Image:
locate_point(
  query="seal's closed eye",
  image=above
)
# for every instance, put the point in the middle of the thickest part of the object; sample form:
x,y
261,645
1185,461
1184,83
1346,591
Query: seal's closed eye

# [Assigned task]
Where a line in the listing above includes the string "seal", copy that line.

# [Answer for the task]
  query="seal's closed eye",
Query: seal's closed eye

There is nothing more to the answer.